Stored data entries
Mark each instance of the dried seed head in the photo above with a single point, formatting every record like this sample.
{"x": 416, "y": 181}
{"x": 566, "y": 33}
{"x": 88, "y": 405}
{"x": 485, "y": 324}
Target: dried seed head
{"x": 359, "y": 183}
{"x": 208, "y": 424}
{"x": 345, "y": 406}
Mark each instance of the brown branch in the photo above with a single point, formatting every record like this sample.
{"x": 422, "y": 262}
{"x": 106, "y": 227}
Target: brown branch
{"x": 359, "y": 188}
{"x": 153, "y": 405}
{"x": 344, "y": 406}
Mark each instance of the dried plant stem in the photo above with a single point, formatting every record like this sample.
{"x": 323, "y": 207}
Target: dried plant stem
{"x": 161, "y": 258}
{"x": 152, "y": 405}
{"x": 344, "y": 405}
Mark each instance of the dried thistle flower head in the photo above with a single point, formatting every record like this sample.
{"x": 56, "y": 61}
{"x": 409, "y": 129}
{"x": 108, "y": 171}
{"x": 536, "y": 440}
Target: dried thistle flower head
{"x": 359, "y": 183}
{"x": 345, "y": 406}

==

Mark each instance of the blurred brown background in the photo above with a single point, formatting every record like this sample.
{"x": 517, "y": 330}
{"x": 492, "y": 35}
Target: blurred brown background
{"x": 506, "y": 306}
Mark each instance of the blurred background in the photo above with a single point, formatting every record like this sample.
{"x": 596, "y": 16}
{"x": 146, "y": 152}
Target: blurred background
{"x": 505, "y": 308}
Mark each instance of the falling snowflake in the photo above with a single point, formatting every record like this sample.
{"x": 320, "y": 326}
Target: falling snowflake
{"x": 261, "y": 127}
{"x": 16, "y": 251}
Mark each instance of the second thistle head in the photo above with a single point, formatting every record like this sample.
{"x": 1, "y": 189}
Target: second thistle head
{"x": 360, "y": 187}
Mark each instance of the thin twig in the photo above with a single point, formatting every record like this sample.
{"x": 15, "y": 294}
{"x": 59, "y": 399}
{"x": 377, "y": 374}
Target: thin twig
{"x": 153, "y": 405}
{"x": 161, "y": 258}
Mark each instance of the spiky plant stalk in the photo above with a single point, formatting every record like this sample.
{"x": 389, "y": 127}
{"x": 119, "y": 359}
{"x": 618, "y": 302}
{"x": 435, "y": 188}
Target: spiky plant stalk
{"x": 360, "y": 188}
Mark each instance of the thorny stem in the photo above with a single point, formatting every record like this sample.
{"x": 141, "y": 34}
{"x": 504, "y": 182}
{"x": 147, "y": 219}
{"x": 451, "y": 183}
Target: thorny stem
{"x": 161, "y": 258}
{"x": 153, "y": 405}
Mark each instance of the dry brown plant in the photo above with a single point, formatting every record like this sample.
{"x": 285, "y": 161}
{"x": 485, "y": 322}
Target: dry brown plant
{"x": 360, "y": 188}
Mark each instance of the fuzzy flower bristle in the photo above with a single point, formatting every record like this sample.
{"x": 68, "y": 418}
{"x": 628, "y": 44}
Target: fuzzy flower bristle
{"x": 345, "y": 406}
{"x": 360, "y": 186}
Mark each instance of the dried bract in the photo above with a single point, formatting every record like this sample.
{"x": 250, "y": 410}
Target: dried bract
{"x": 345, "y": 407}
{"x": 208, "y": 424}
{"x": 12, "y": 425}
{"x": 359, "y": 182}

§ **GOAL OF THE EXERCISE**
Output, from the data above, the lines from the line with "Mark each instance of the dried seed" to the line with "Mark each instance of the brown" exactly as they stand, both ends included and nothing else.

§ **RESPONSE**
Mark each instance of the dried seed head in the photo above with a single point, formatting every record like this sample.
{"x": 416, "y": 181}
{"x": 566, "y": 33}
{"x": 88, "y": 405}
{"x": 485, "y": 324}
Target: dried seed head
{"x": 359, "y": 183}
{"x": 208, "y": 424}
{"x": 345, "y": 406}
Mark each instance of the brown branch in the photo above with a single point, formatting every record like this sample.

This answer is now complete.